(TASK TO COMPLETE) Reproduce exactly, from the line containing "Task: tag one point per instance of the wood grain", every line down to the end of the data below.

TASK DATA below:

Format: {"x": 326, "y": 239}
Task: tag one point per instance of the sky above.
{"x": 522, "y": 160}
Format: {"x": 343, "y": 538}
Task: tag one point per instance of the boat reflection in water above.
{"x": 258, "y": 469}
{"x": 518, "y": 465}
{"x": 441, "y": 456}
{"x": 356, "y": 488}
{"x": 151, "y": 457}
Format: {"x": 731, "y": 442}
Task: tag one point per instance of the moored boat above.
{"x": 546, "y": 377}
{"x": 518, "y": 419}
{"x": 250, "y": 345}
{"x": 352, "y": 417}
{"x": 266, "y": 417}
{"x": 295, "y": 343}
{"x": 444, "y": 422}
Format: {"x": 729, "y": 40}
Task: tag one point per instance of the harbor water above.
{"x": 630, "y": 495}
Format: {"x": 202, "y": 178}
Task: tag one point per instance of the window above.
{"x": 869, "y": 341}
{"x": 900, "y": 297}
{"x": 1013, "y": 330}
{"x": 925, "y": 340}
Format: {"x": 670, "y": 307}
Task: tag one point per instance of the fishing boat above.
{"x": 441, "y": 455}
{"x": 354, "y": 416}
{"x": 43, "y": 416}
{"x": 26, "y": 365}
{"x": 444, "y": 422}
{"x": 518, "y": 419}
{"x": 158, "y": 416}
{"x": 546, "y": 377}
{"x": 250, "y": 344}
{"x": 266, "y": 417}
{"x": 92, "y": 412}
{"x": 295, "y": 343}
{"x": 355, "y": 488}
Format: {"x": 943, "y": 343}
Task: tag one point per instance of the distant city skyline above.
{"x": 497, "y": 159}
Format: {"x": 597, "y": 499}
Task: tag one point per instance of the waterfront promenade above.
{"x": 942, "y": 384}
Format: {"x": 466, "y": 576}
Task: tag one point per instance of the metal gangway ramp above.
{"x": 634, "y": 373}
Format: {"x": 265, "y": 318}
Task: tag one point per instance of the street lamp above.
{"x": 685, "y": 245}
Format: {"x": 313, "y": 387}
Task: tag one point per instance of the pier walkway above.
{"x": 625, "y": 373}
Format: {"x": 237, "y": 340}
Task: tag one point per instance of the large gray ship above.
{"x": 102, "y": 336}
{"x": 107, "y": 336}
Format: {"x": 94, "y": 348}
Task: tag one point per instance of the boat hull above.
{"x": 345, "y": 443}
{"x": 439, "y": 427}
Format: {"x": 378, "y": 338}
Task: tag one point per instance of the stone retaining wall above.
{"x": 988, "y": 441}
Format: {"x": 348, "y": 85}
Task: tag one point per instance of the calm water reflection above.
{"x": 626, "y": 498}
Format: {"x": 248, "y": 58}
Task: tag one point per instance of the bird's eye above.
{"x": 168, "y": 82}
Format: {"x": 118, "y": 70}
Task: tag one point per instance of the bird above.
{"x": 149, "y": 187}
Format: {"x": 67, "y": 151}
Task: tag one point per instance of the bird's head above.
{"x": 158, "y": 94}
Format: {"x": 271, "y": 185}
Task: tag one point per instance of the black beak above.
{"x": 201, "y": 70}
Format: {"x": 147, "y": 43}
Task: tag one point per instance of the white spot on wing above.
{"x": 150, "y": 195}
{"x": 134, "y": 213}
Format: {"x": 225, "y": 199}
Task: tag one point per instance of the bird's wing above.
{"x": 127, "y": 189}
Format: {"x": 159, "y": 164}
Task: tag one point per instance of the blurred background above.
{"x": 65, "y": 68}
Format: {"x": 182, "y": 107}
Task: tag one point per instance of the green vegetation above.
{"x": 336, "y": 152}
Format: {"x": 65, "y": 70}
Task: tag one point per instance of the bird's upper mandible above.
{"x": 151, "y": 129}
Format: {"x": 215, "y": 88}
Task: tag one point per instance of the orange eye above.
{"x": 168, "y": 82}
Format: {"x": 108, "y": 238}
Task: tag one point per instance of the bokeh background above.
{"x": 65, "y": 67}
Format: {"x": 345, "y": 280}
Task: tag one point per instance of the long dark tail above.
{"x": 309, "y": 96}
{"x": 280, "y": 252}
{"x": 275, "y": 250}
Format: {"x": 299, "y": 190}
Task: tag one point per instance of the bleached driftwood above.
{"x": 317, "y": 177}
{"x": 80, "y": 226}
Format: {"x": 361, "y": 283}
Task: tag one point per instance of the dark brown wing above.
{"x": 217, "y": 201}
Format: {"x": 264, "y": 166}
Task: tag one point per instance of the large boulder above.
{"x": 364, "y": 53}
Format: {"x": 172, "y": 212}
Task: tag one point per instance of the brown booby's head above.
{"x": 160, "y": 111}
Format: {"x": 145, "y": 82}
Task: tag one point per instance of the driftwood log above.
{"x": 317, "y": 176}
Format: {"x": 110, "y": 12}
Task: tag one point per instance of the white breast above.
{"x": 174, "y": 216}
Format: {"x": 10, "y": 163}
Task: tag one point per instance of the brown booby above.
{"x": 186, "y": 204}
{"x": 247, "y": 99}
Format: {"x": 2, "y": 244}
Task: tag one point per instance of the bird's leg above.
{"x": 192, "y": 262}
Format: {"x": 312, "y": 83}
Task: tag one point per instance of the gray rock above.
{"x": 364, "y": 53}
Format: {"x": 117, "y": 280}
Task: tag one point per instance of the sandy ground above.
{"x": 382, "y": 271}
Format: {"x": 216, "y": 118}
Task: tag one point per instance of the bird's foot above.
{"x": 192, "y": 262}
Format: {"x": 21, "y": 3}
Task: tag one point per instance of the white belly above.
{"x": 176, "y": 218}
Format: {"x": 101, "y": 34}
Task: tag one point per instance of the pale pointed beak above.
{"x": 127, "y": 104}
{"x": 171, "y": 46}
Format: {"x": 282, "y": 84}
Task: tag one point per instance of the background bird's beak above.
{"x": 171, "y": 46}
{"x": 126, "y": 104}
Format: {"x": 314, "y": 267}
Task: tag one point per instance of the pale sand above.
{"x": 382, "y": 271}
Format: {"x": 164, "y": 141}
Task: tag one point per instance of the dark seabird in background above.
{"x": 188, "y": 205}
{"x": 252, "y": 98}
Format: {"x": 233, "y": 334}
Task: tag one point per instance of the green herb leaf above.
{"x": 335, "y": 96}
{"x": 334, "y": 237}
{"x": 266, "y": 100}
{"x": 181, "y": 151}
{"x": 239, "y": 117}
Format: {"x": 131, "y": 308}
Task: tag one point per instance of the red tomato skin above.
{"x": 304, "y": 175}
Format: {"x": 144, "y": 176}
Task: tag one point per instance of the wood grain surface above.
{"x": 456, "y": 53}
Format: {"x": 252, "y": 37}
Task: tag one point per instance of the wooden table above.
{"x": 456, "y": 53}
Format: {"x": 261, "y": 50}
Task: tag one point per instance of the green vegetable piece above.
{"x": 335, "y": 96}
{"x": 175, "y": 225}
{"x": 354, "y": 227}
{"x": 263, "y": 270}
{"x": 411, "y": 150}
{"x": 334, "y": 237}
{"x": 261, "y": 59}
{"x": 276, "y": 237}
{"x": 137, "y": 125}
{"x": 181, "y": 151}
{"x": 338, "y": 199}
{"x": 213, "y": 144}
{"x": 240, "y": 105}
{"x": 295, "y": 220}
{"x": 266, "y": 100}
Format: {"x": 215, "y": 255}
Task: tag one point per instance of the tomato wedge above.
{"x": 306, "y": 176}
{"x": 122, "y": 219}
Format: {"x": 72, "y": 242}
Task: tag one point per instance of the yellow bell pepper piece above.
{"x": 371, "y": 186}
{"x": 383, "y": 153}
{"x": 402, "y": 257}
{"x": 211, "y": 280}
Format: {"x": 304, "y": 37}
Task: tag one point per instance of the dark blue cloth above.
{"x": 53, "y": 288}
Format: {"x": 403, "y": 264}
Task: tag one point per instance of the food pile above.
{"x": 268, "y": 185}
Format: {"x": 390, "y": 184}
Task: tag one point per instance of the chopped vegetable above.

End of TASK DATA.

(COMPLETED EXERCISE)
Task: tag one point per instance of the wood grain surface above.
{"x": 456, "y": 53}
Format: {"x": 252, "y": 37}
Task: tag one point per instance of the wooden table above.
{"x": 456, "y": 53}
Format: {"x": 261, "y": 50}
Task: tag one point per instance of the green vegetable piece above.
{"x": 335, "y": 96}
{"x": 175, "y": 225}
{"x": 354, "y": 227}
{"x": 263, "y": 270}
{"x": 411, "y": 150}
{"x": 334, "y": 237}
{"x": 261, "y": 59}
{"x": 276, "y": 237}
{"x": 137, "y": 125}
{"x": 181, "y": 151}
{"x": 338, "y": 199}
{"x": 213, "y": 144}
{"x": 240, "y": 105}
{"x": 295, "y": 220}
{"x": 266, "y": 100}
Format: {"x": 215, "y": 255}
Task: tag one point per instance of the tomato wedge above.
{"x": 306, "y": 176}
{"x": 122, "y": 219}
Format: {"x": 72, "y": 242}
Task: tag one point per instance of the yellow bell pepper piece above.
{"x": 371, "y": 186}
{"x": 383, "y": 153}
{"x": 402, "y": 257}
{"x": 211, "y": 280}
Format: {"x": 304, "y": 37}
Task: tag one point per instance of the dark blue cloth above.
{"x": 53, "y": 288}
Format: {"x": 403, "y": 264}
Task: tag one point per instance of the food pile above.
{"x": 268, "y": 185}
Format: {"x": 390, "y": 184}
Task: tag one point per instance of the chopped vegetable above.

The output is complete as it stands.